## [Exercise brief]
Convert the lines from the one containing "the form [59,717]." through the end of the material, both included, into a numbered list, leaving out any blank lines.

[Point annotation records]
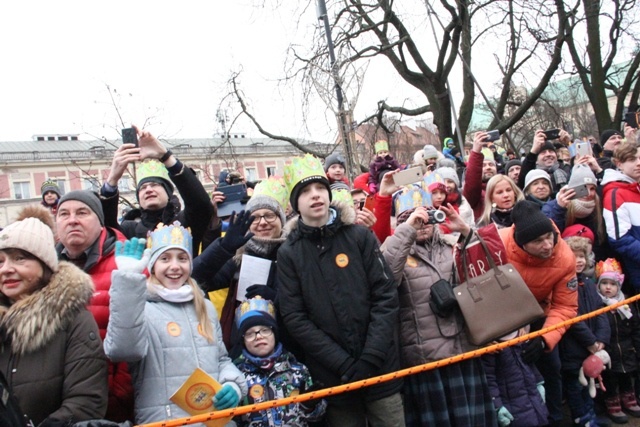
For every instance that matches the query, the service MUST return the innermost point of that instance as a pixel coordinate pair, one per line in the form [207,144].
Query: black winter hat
[529,222]
[608,134]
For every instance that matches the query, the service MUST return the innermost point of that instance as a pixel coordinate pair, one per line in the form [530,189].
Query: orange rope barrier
[382,378]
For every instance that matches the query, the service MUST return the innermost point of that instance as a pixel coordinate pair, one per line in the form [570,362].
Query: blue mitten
[131,255]
[542,391]
[226,398]
[504,417]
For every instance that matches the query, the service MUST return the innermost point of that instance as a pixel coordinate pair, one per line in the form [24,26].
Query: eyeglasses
[269,217]
[253,335]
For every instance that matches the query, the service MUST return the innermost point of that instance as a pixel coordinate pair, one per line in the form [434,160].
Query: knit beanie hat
[529,222]
[153,171]
[535,174]
[334,159]
[49,186]
[582,174]
[608,134]
[87,197]
[448,173]
[430,152]
[32,233]
[301,172]
[510,164]
[256,312]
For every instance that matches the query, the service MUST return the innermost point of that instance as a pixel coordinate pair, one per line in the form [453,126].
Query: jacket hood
[34,321]
[612,175]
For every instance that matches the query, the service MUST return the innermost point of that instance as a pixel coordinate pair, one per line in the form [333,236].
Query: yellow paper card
[195,396]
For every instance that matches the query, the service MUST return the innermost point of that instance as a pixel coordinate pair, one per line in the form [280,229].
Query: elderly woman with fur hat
[51,351]
[264,219]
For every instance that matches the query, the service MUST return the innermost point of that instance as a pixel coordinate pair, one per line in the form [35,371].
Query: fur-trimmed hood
[32,322]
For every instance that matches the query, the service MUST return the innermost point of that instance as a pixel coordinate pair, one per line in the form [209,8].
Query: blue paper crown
[411,196]
[251,306]
[170,235]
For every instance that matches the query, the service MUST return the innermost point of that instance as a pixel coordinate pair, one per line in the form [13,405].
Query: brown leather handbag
[496,302]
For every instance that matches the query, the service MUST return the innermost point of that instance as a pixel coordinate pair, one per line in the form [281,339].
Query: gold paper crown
[275,188]
[152,168]
[254,304]
[411,196]
[610,265]
[302,169]
[170,235]
[380,146]
[342,196]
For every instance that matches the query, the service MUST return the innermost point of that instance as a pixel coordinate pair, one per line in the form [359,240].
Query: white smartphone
[408,176]
[583,149]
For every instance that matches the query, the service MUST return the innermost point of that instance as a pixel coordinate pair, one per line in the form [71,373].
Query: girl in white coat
[164,327]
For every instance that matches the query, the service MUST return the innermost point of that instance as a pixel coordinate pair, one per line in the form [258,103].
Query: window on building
[21,190]
[250,174]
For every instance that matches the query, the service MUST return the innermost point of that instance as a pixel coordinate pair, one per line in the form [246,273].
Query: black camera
[436,216]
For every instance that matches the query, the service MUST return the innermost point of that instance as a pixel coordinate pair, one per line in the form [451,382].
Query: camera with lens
[436,216]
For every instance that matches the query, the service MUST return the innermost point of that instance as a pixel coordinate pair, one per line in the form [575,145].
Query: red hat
[579,230]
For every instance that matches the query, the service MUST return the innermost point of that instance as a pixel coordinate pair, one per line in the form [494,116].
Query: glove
[310,405]
[542,391]
[226,398]
[261,290]
[533,350]
[504,416]
[359,371]
[237,231]
[131,255]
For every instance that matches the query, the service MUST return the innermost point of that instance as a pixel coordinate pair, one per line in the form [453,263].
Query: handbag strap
[492,264]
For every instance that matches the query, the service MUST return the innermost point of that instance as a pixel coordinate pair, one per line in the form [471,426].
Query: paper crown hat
[275,188]
[411,196]
[381,146]
[166,237]
[152,168]
[252,306]
[609,269]
[342,196]
[303,169]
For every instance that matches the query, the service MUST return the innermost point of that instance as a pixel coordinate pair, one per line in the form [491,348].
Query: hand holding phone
[130,136]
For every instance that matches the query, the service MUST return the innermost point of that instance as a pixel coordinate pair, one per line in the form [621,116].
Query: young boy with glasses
[271,371]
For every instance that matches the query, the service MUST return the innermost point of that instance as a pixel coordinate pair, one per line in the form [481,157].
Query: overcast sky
[169,61]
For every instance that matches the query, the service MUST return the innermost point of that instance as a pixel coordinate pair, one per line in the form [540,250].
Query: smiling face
[152,196]
[540,188]
[335,172]
[20,274]
[313,204]
[78,227]
[266,224]
[172,268]
[258,344]
[503,195]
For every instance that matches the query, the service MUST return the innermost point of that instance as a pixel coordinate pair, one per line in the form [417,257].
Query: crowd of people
[316,282]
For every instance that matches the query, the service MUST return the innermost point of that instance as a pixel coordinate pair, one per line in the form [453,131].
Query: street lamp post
[344,124]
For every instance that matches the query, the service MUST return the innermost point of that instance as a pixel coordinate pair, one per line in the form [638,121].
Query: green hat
[302,171]
[152,170]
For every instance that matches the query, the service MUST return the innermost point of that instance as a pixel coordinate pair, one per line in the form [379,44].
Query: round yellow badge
[256,391]
[342,260]
[173,328]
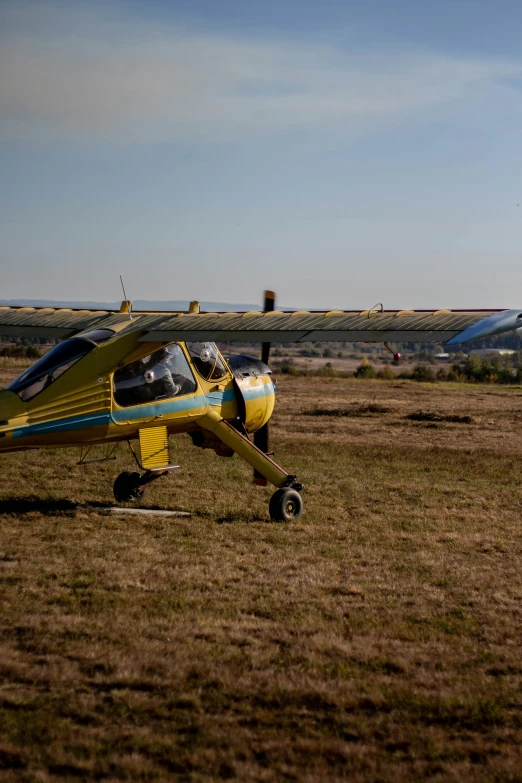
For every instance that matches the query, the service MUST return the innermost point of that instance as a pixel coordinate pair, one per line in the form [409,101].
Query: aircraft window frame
[44,372]
[97,336]
[196,358]
[144,376]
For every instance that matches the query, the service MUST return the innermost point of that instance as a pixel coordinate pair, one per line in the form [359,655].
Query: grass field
[377,639]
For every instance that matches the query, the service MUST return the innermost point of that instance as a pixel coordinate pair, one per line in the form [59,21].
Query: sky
[341,152]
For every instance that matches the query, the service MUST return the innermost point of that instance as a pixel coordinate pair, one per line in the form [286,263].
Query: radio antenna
[129,304]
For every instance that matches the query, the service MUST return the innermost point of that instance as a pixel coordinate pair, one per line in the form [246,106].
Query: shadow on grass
[27,505]
[234,517]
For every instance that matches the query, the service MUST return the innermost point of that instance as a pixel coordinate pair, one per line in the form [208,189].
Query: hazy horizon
[342,154]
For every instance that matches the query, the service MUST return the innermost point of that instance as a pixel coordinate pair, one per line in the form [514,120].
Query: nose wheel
[285,505]
[130,485]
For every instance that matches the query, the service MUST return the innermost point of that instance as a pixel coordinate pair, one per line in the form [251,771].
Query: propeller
[262,436]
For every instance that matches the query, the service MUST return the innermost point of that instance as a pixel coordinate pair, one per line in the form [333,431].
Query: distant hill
[138,304]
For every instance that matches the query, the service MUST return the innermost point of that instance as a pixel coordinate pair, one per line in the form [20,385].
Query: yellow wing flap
[55,323]
[154,447]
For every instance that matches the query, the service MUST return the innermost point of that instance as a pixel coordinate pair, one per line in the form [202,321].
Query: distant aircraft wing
[440,326]
[420,326]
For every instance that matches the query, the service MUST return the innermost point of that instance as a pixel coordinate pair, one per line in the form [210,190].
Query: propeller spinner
[262,436]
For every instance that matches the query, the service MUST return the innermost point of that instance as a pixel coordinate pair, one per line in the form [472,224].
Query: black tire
[127,486]
[285,505]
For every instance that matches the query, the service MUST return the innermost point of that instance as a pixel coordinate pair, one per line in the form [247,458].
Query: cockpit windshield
[159,376]
[49,368]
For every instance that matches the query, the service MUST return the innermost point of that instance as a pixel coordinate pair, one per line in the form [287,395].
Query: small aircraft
[142,376]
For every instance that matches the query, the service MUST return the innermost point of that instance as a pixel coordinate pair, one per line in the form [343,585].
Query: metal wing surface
[440,326]
[54,323]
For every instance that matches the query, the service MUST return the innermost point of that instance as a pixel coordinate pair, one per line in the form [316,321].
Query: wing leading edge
[440,326]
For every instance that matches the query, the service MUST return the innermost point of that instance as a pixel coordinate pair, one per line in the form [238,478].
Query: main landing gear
[285,505]
[130,485]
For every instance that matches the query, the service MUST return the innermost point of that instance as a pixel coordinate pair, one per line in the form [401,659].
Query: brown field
[377,639]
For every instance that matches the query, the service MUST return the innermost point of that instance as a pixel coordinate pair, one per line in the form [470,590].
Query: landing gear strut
[130,485]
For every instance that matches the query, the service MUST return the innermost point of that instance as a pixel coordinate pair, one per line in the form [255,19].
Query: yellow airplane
[142,376]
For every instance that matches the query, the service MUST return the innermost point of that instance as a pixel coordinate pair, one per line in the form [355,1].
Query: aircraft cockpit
[161,375]
[55,362]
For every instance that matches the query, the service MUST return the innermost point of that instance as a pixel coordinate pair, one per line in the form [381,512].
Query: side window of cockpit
[162,375]
[206,360]
[49,368]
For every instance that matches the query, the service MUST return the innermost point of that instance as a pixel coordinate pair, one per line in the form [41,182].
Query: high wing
[421,326]
[440,326]
[54,323]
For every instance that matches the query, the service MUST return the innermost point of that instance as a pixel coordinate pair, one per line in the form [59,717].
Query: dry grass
[376,640]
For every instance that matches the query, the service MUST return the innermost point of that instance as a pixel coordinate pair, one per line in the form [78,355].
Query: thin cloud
[95,73]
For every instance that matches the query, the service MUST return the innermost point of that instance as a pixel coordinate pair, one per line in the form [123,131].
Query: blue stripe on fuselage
[124,415]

## [Answer for the task]
1. For every instance that matches the query, the service MUST return the innermost point of that instance as a pixel coordinate pair, one per line in the form [59,717].
2. Query: dry grass
3. [376,640]
4. For every instance that matches the query, the service MUST return the innermost point of that instance as a pixel coordinate pair, one per line in the form [78,355].
5. Query: thin cloud
6. [95,73]
7. For every instance that matches the query, the service MUST return the innermost point of that instance as a pixel coordinate pair, one per line in the form [123,131].
8. Query: blue stripe on fuselage
9. [124,415]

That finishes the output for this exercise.